Excerpted passage ▸
┌────────

# Is it possible to remove the dash board from a 64 SS impala ?



## REVELATION13 (Aug 26, 2010)

Is it possible to remove the dash board from a 64 SS impala ?

it looks like its factory welded please correct me if i am wrong ?


----------



## BThompsonTX (May 15, 2008)

Yes, you can take it out, but it's not easy. You can drill out the spot welds with a spot weld cutter, do what you want with the dash, i.e. chrome it, and re-install it using the cut spot welds as your guide to weld back in.

Note: Don't try to do this with a cheap spot weld cutter. You will end up spending more money on them than buying a good one. I use this one for a lot of stuff, but also have an air powered cutter for the bigger jobs.

http://www.amazon.com/Blair-BLR11096-Cutters-Spotweld-Cutter/dp/B002XML5HK/ref=pd_sim_sbs_hi_1


----------



## REVELATION13 (Aug 26, 2010)

*Thanks*



BThompsonTX said:


> Yes, you can take it out, but it's not easy. You can drill out the spot welds with a spot weld cutter, do what you want with the dash, i.e. chrome it, and re-install it using the cut spot welds as your guide to weld back in.
> 
> Note: Don't try to do this with a cheap spot weld cutter. You will end up spending more money on them than buying a good one. I use this one for a lot of stuff, but also have an air powered cutter for the bigger jobs.
> 
> http://www.amazon.com/Blair-BLR11096-Cutters-Spotweld-Cutter/dp/B002XML5HK/ref=pd_sim_sbs_hi_1


i just want it redone painted ,i probably can have it reworked and painted with out taking it out , What do you think ?


----------



## BThompsonTX (May 15, 2008)

Yes, you don't need to take it out to have it painted.


----------



## Catalyzed (Apr 17, 2009)

└────────

Data supplied ▸
┌────────

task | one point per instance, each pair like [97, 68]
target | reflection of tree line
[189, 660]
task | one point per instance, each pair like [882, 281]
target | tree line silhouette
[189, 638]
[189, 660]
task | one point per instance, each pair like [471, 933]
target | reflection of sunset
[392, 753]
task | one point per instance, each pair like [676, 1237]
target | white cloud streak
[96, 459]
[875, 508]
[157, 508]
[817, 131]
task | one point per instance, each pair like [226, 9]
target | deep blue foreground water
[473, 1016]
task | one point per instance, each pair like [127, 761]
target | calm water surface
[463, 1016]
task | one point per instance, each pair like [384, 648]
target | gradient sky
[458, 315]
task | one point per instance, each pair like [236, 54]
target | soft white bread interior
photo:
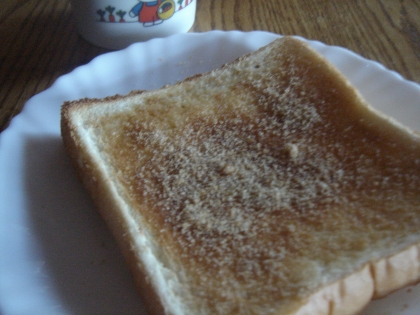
[268, 186]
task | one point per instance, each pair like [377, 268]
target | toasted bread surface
[268, 186]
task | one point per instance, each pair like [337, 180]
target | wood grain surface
[39, 41]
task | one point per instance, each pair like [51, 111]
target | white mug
[115, 24]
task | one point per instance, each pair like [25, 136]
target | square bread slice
[268, 186]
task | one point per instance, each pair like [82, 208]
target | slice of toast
[268, 186]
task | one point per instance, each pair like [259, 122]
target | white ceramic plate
[56, 255]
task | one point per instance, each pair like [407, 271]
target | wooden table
[39, 42]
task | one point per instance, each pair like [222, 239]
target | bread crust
[347, 295]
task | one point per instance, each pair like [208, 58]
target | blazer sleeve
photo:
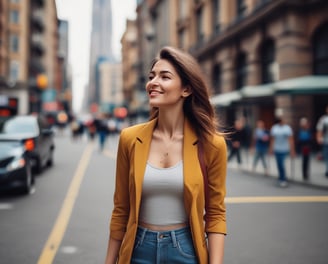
[216, 162]
[121, 209]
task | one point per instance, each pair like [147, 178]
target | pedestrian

└────────

Jobs ▸
**A)** Decide whether each statement agrees with the thread about the 64 SS Impala dash. Answer yes or no, and quote the words from the thread that settle it.
(i) A cheap spot weld cutter is recommended for the job.
(ii) The dash can be painted without being taken out.
(iii) Taking the dash out is easy.
**B)** From the thread about the 64 SS Impala dash, copy out the passage starting at "# Is it possible" and ending at "i am wrong ?".
**C)** Extend the thread about removing the dash from a 64 SS Impala, picking up after its final line.

Answers to the tasks ▸
**A)**
(i) No: "Don't try to do this with a cheap spot weld cutter."
(ii) Yes: "Yes, you don't need to take it out to have it painted."
(iii) No: "Yes, you can take it out, but it's not easy."

**B)**
# Is it possible to remove the dash board from a 64 SS impala ?



## REVELATION13 (Aug 26, 2010)

Is it possible to remove the dash board from a 64 SS impala ?

it looks like its factory welded please correct me if i am wrong ?

**C)**
REVELATION13 said:


> i just want it redone painted ,i probably can have it reworked and painted with out taking it out , What do you think ?


*As Brian stated there is no need to remove the whole dash to paint it. Make sure you do remove the windshield as that allows you to get total paint coverage. On the cluster housing ive been taking them apart (spot welds on the inner ends) so I can wet sand and buff it once painted but even then not necessary.*


----------



## REVELATION13 (Aug 26, 2010)

BThompsonTX said:


> Yes, you can take it out, but it's not easy. You can drill out the spot welds with a spot weld cutter, do what you want with the dash, i.e. chrome it, and re-install it using the cut spot welds as your guide to weld back in.
> 
> Note: Don't try to do this with a cheap spot weld cutter. You will end up spending more money on them than buying a good one. I use this one for a lot of stuff, but also have an air powered cutter for the bigger jobs.
> 
> http://www.amazon.com/Blair-BLR11096-Cutters-Spotweld-Cutter/dp/B002XML5HK/ref=pd_sim_sbs_hi_1



Thanks Brian,

Good info,around how many spot cuttings do i need to do just to kind of figure it out ?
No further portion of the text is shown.